▶ _EXCERPTED PASSAGE_
For the institutions using an RF coil model loaded with the ASTM phantom, the titanium-alloy rod was centered in the phantom in the superoinferior direction and the longitudinal axis was centered in the mid-depth of the medium (i.e., 4.5 cm above the bottom of the acrylic enclosure). The pilot holes of the rod were parallel to the x-axis of the RF coil. The rod was placed at three different positions along the x-axis: 2 cm, 5 cm, and 8 cm from the phantom enclosure. The results were scaled to provide an average background incident ||E||rms=150 V/m at 2 cm from the phantom enclosure on the same plane where the titanium-alloy rod was subsequently placed.

For the institutions using a plane-wave model, the presence of the phantom was not required. The titanium-alloy rod was placed in a homogeneous conductive medium with an incident electric plane wave parallel to the rod axis with ||E||rms=150 V/m . Only a single position was evaluated, given the spatially homogeneous exposure.

Results and Discussion

Overall, the nine institutions provided a total of twelve datasets. The software methodology is shown in Table 2 along with the RF coil dimensions (where applicable). The background electric fields are shown in Table 3. For the models including an RF coil, the ΔT at 2 cm location was 11.3±0.36oC at 1.5T and 13.7±0.50oC at 3T (Table 4). at 1.5 T, the values of ΔT were reduced at 5 cm and 8 cm, as expected due to the smaller values of background ||E||rms. Conversely, at 3T the ΔT at 2 cm and at 5 cm locations was similar, despite different values of background ||E||rms. Whole-phantom SAR values were 3.82 ±0.29 W/kg at 1.5T and 4.39±0.64 W/kg at 3T (Table 3). Finally, for the plane-wave models ΔT was 13.4±1.0oC at 1.5T and 14.4±1.5oC at 3T (Table 5).

Conclusions

When the local exposure (V/m) is constrained for a given titanium-alloy rod size and position within the phantom, with an RF coil used as quadrature exposure, the maximum temperature rise inside the holes after six minutes was consistent across all institutions and datasets, independently on the coil dimensions. Therefore, the temperature rise due to the titanium-alloy rod placed at 2cm location can be used to estimate the local background ||E||rms, within the expected measurement uncertainty. The temperature rise with the rod placed at 5cm was similar to the one at 2cm, despite different background ||E||2rms. Thus, the temperature rise depends not only on ||E||2rms but also on the location of the rod. Additionally, the standard deviation of temperature rise with plane wave exposure was typically higher compared to the coil exposure.

Acknowledgements

No acknowledgement found.

References

1. ASTM F2182-11 - Standard Test Method for Measurement of Radio Frequency Induced Heating On or Near Passive Implants During Magnetic Resonance Imaging

Disclaimer: The mention of commercial products, their sources, or their use in connection with material reported herein is not to be construed as either an actual or implied endorsement of such products by the Department of Health and Human Services

Figures

Table 1. A description of the dimensions and material properties of the phantom and the titanium-alloy rod.

▶ _DATA PROVIDED_
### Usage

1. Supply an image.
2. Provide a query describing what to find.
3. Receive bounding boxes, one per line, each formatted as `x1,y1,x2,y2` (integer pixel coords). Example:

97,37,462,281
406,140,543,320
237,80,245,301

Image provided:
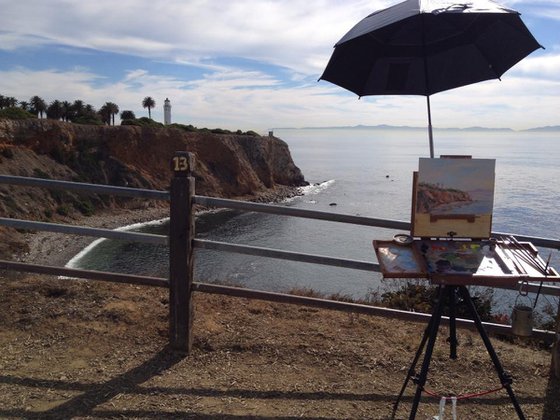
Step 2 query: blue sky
0,0,560,132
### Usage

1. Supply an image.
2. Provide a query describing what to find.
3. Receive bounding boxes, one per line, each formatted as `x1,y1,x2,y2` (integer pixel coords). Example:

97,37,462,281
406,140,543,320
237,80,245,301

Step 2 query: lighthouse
163,98,171,125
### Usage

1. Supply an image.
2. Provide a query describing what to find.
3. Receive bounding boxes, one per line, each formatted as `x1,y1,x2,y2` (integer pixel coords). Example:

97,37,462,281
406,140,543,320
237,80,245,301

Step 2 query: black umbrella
320,0,542,157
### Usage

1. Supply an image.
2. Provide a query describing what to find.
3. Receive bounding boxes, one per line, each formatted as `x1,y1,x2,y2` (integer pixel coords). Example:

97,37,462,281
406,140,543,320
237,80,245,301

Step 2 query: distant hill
525,125,560,132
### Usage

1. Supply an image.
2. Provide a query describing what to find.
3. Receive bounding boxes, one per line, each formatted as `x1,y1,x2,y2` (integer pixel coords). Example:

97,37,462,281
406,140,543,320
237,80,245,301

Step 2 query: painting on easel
412,157,496,238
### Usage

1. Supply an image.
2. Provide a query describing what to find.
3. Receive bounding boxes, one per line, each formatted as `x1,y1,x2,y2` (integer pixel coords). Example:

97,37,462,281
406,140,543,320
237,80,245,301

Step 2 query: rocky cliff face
0,119,305,256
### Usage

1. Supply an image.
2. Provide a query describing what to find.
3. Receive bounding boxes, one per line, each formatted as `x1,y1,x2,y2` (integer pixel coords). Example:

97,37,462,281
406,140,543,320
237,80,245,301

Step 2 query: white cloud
0,0,560,131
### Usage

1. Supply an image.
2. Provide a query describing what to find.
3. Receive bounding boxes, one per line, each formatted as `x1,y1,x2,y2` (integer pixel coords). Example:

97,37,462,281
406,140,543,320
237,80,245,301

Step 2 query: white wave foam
299,179,335,195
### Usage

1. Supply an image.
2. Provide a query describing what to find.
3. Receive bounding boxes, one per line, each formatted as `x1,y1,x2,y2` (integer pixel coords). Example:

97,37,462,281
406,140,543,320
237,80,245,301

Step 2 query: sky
0,0,560,133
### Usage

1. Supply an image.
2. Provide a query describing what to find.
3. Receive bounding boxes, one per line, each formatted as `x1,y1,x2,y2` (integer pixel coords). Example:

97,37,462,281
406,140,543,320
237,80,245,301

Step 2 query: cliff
0,119,305,256
416,183,472,213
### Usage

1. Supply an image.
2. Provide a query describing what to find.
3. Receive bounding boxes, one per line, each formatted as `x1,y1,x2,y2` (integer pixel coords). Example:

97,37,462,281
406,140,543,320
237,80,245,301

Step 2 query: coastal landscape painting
412,158,496,238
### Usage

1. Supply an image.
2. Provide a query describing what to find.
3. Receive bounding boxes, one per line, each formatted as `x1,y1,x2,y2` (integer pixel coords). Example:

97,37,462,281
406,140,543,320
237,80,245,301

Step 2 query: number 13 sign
171,152,193,176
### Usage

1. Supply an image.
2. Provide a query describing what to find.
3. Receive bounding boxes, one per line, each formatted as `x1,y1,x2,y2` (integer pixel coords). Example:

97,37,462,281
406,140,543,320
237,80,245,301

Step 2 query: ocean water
69,129,560,311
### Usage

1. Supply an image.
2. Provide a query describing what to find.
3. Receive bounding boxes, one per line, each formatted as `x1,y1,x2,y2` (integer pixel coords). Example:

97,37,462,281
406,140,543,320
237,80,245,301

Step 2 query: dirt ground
0,273,560,419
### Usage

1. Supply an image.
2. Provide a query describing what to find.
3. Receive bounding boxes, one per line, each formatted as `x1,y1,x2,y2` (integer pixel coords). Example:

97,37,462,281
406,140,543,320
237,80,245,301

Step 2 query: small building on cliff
163,98,171,125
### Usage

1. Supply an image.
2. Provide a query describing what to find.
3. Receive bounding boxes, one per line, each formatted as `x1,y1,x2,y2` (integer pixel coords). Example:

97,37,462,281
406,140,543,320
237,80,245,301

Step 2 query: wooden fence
0,152,560,354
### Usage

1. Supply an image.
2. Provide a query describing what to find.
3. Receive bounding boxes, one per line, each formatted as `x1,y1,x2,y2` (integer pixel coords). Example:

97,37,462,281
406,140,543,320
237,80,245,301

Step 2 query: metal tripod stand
392,285,525,420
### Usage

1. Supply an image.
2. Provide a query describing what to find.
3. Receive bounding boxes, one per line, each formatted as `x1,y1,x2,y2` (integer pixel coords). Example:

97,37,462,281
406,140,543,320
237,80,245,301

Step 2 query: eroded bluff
0,119,305,201
0,119,306,254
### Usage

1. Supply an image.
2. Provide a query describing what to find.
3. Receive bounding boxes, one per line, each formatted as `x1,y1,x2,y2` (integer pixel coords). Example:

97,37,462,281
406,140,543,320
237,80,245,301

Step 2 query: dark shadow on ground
0,348,548,420
542,365,560,420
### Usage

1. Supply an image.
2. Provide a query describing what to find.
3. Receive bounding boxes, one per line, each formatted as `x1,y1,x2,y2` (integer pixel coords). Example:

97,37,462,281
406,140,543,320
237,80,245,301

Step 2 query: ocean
68,128,560,318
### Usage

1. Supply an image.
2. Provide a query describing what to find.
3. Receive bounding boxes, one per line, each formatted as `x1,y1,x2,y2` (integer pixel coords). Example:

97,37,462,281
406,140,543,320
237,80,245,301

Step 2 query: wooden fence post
552,303,560,379
169,152,194,354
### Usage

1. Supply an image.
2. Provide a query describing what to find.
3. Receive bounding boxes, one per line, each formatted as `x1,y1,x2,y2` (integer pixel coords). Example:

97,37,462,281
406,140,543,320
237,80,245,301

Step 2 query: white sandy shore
20,207,169,266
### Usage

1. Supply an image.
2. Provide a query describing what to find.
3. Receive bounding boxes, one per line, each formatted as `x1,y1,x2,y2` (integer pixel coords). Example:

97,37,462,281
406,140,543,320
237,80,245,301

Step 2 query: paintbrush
509,236,548,275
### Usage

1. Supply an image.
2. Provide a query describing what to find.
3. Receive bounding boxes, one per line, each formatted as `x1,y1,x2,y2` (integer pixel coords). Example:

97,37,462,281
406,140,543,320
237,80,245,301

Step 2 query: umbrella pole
426,95,434,158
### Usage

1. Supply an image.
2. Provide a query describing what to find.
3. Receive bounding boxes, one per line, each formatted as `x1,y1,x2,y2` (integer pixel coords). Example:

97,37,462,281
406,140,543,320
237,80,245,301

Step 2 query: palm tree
0,95,17,109
72,99,84,118
62,101,72,122
121,110,136,120
142,96,156,119
29,96,47,118
47,99,63,120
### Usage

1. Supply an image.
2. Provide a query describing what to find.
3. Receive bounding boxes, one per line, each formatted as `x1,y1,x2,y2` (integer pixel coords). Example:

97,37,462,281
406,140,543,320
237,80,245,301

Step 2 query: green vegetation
0,95,259,136
290,281,498,322
121,117,165,127
0,107,36,120
168,123,259,136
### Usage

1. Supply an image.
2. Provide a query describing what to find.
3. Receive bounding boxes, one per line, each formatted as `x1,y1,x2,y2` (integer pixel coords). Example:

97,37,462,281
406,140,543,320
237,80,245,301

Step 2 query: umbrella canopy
320,0,541,157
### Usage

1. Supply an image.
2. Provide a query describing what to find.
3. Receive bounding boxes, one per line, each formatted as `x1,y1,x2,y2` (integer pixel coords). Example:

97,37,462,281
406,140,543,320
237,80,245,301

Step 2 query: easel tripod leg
409,286,446,420
391,302,434,419
459,286,525,420
447,286,458,360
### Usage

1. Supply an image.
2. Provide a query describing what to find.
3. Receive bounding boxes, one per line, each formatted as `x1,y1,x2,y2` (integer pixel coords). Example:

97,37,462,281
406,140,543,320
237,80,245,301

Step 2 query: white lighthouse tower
163,98,171,125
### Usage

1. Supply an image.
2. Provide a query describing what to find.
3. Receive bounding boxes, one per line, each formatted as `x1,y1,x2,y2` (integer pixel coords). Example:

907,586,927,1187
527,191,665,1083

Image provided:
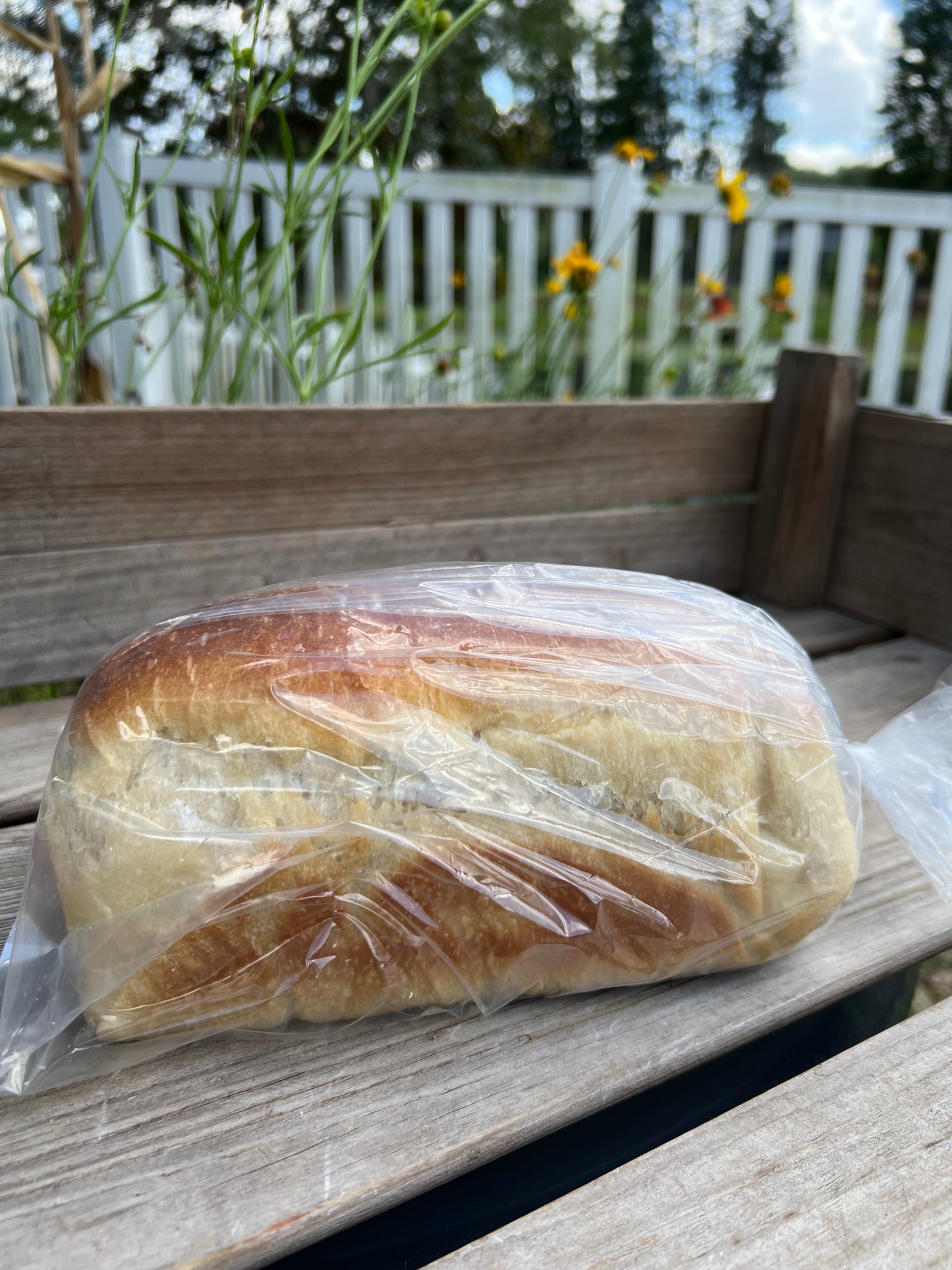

▶ _AIM OF THE EXERCISE_
In the excerpt on RF heating of the titanium-alloy rod, give the text again starting at "For the institutions using an" and ending at "was subsequently placed.", changing "titanium-alloy rod" to "test rod" throughout.

▶ _SOLVED PROBLEM_
For the institutions using an RF coil model loaded with the ASTM phantom, the test rod was centered in the phantom in the superoinferior direction and the longitudinal axis was centered in the mid-depth of the medium (i.e., 4.5 cm above the bottom of the acrylic enclosure). The pilot holes of the rod were parallel to the x-axis of the RF coil. The rod was placed at three different positions along the x-axis: 2 cm, 5 cm, and 8 cm from the phantom enclosure. The results were scaled to provide an average background incident ||E||rms=150 V/m at 2 cm from the phantom enclosure on the same plane where the test rod was subsequently placed.